(Exercise text)
Fig. 4: TMBIM5 and MICU1 are found in the same macromolecular complex and their deficiency results in similar changes in mitochondrial shape and inner boundary membrane.

a Blue native gel electrophoresis of TMBIM5, MCU and MICU1 in human HAP1 (left) and HEK293 cells with (wild type, WT) and without TMBIM5 (knockout, KO) expression. Approximate molecular weight is indicated. b Co-immunoprecipitation of TMBIM5 with HA-tagged MICU1 (arrow). Left panel shows successful pull-down of tagged MICU1 and the right panel coimmunoprecipitation of endogenous TMBIM5. Molecular weight is indicated. c/c’ Morphometric analysis of TMRM-labeled mitochondria in WT, TMBIM5 (T5) KO, and MICU1 (M1) KO HEK cells imaged with structured illumination microscopy. C’ shows typical pictures, size is indicated. d/d’ Evaluation of mitochondrial membrane potential (ΔΨm) gradients of WT, T5KO, and M1KO HEK cells using structured illumination microscopy. d’ illustrates the findings. Vertical lines in D indicate the TMRM concentration threshold for half-maximal IBM association index changes. Lower thresholds reflect more even membrane potential distribution between cristae and inner boundary membrane; higher thresholds indicate greater potential differences between these compartments. Data in (c) are presented as box and whisker plots with the box representing the interquartile range, spanning from the 25th to the 75th percentile. Whiskers extend from the minimum to the maximum data points. Each data point represents a single cell accumulated from 4 independent experiments. Data in (d) show the mean ± standard errors of mean. Statistical significance in c was determined using the Kruskal-Wallis test followed by Dunn’s multiple comparisons test, p values are indicated.
(End Exercise text)
(Exercise data)
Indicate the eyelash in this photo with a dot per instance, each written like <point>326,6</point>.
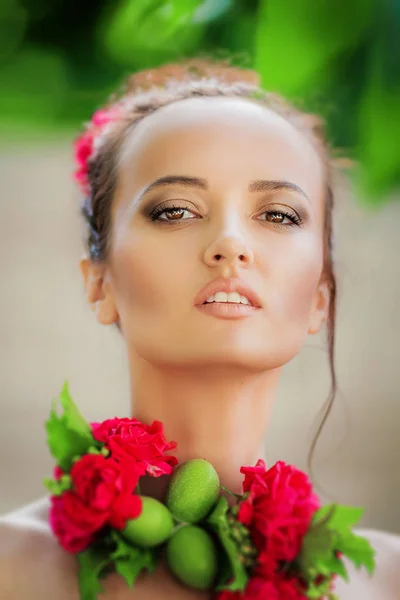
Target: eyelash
<point>159,210</point>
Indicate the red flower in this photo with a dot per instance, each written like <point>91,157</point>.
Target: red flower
<point>278,511</point>
<point>85,144</point>
<point>83,151</point>
<point>102,494</point>
<point>145,443</point>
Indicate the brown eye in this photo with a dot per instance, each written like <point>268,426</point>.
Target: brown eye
<point>172,213</point>
<point>275,217</point>
<point>279,217</point>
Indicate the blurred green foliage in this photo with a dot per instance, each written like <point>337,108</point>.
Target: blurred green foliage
<point>59,61</point>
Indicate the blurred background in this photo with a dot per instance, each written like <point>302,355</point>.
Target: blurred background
<point>58,62</point>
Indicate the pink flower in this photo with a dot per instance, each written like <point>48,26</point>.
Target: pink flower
<point>278,511</point>
<point>145,443</point>
<point>102,493</point>
<point>84,145</point>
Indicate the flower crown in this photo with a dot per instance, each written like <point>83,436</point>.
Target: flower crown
<point>272,541</point>
<point>86,145</point>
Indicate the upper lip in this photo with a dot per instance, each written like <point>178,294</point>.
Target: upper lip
<point>223,284</point>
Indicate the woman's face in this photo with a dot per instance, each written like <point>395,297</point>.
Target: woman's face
<point>217,189</point>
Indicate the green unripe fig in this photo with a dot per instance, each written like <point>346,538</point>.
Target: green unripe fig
<point>193,490</point>
<point>152,527</point>
<point>192,557</point>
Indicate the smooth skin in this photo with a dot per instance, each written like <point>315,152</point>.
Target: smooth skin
<point>212,381</point>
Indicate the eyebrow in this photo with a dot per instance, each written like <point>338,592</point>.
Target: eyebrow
<point>258,185</point>
<point>266,185</point>
<point>177,180</point>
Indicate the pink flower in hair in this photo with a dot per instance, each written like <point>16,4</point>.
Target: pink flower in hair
<point>85,144</point>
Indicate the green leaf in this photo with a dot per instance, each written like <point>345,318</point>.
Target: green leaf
<point>317,549</point>
<point>339,517</point>
<point>130,561</point>
<point>330,533</point>
<point>68,435</point>
<point>92,563</point>
<point>357,549</point>
<point>218,522</point>
<point>56,488</point>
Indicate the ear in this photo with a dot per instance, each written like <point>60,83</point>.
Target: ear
<point>99,291</point>
<point>320,308</point>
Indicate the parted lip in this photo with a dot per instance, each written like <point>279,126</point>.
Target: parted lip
<point>228,285</point>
(End Exercise data)
**What the task requires:**
From the figure legend, return the passage starting at "Fig. 4: TMBIM5" and ending at "inner boundary membrane.", word for word. These items have nothing to do with the figure legend.

**Result for this task:**
Fig. 4: TMBIM5 and MICU1 are found in the same macromolecular complex and their deficiency results in similar changes in mitochondrial shape and inner boundary membrane.